=== PROVIDED TEXT ===

Big Kids, Big Problems
The first thought that comes to mind upon opening my eyes each morning is I wonder what it feels like to have a normal brain. When I say normal, I mean a brain that isn't constantly spinning, spiralling, sabotaging, or suffering.
I have known the word depressed since the age of seven. I saw it on my mom's old desktop computer after prompting a search for: “Why do I feel sad all the time?” I presented my new findings to my mother.
I know the jarring, crinkling sound the paper makes on the patient table too well. It seemed like the cue that triggered the mute button on any words I spoke of my discontent, that my doctor never seemed to be able to hear. Each sequential year from the age of seven, I'd return saying ‘aah’ at the popsicle stick on my tongue, which seemed to be the only thing in that office that listened.
At sixteen, waking up each morning seemed to require more energy than having 24-hour jet lag. Smiling felt as easy as trying to hop on the ground right after jumping on a trampoline, and laughing was an organ I had seemed to misplace. I shuffled and crunched my way onto the table once again, this time telling my doctor that living felt like a chore, that finally unmuted my words to their ear. That appointment earned me a prescription for Sertraline, an antidepressant known as Zoloft.
For the next three years, I bounced between therapists and dosages while racking up an impressive roster of diagnoses such as anxiety, ADHD, and disordered eating, which, luckily for me, all tend to enjoy each other’s company. By the end of year three, I was on a dose of Sertraline ten times that of my original. Living didn’t seem half-bad anymore, but I was stripped clean of any feeling at all. I must’ve missed the fine print of that bottle I can never open, the one that read:
Life can be thought of as a squiggly line. It has endless highs and lows. Your squiggly line is more of a zig-zag, favouring the lows and sharper turns. Antidepressants will smooth out your zig-zags in exchange for a smoother alternative.
That smoother alternative turned out to be a flat line. I may not have had my bottomless lows, but it meant giving up the peaks too. This lightbulb over my head led me to break up with my antidepressants, in search of a more squiggly source of serotonin.

===

== PROBLEMS TO WORK ON ==
1 - In the essay about depression, what medication was the writer prescribed at sixteen?
2 - From the essay about depression, return the passage word for word, starting at the words "Big Kids, Big" and ending after "sabotaging, or suffering.".
The records that come next have nothing to do with the essay about depression.

=== DATASET EXCERPTS ===

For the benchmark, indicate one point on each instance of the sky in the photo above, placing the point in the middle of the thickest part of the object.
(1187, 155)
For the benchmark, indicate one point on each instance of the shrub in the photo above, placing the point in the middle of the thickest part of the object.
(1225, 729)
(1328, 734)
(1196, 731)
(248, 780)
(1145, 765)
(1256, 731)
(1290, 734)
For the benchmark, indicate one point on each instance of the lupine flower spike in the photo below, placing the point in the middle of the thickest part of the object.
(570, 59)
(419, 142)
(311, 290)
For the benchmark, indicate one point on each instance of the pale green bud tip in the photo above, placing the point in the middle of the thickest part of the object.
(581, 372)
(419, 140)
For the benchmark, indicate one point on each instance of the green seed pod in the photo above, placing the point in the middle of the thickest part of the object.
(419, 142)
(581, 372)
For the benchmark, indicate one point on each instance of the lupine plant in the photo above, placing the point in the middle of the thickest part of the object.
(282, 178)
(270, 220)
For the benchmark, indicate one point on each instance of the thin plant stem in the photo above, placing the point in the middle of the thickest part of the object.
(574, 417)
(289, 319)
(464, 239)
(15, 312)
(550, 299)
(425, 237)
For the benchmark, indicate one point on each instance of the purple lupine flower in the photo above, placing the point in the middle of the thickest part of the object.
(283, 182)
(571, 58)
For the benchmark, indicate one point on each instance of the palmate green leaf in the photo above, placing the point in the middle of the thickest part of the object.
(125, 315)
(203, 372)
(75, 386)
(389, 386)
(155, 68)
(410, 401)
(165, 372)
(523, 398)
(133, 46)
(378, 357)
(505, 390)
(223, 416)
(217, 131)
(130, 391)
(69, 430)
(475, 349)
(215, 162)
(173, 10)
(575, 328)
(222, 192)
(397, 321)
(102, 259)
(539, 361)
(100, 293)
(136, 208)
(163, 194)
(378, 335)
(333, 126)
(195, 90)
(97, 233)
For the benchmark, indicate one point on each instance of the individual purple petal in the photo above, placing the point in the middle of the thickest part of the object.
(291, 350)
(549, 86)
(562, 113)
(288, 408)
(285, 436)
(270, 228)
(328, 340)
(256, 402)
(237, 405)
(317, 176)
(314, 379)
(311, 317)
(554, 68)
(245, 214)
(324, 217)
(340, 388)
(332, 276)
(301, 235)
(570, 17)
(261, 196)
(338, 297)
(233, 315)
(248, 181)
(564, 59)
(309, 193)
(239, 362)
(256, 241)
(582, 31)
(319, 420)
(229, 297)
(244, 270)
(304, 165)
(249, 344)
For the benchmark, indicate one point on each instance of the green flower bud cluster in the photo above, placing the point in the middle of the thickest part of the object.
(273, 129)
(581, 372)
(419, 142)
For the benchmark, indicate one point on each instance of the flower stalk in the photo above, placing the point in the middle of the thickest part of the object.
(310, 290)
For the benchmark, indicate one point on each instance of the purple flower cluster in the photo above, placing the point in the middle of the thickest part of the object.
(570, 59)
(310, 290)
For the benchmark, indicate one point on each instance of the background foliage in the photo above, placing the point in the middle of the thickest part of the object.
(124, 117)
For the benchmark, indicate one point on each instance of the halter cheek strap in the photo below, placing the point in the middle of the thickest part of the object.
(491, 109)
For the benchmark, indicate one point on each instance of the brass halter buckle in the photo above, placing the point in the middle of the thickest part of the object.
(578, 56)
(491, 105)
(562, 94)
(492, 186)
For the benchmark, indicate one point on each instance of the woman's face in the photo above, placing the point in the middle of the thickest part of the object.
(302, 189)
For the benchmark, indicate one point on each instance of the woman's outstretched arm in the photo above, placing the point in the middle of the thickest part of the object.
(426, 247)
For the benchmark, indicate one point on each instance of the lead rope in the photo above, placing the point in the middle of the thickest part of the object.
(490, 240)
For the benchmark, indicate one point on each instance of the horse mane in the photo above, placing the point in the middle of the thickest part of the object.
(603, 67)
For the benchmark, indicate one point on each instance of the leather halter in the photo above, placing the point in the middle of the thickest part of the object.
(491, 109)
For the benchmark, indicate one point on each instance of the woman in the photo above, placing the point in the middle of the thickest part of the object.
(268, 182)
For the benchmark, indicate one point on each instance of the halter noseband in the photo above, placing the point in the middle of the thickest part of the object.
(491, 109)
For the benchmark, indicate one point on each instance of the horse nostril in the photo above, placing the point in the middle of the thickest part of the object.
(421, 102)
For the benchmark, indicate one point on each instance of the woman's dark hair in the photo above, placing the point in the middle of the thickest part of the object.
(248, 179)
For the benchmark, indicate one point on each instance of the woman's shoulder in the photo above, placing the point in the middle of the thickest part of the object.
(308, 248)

===

== TASK RESPONSES ==
1 - Sertraline, an antidepressant known as Zoloft.

2 -
Big Kids, Big Problems
The first thought that comes to mind upon opening my eyes each morning is I wonder what it feels like to have a normal brain. When I say normal, I mean a brain that isn't constantly spinning, spiralling, sabotaging, or suffering.